- Dataset excerpts
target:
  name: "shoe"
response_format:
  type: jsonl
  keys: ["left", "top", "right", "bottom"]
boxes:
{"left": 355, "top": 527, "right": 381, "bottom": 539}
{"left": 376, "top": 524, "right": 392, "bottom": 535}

- Exercise goal
Could you write out the full data verbatim?

- Task result
target:
  name: "shoe"
response_format:
  type: jsonl
  keys: ["left", "top", "right", "bottom"]
boxes:
{"left": 355, "top": 527, "right": 381, "bottom": 539}
{"left": 376, "top": 524, "right": 392, "bottom": 535}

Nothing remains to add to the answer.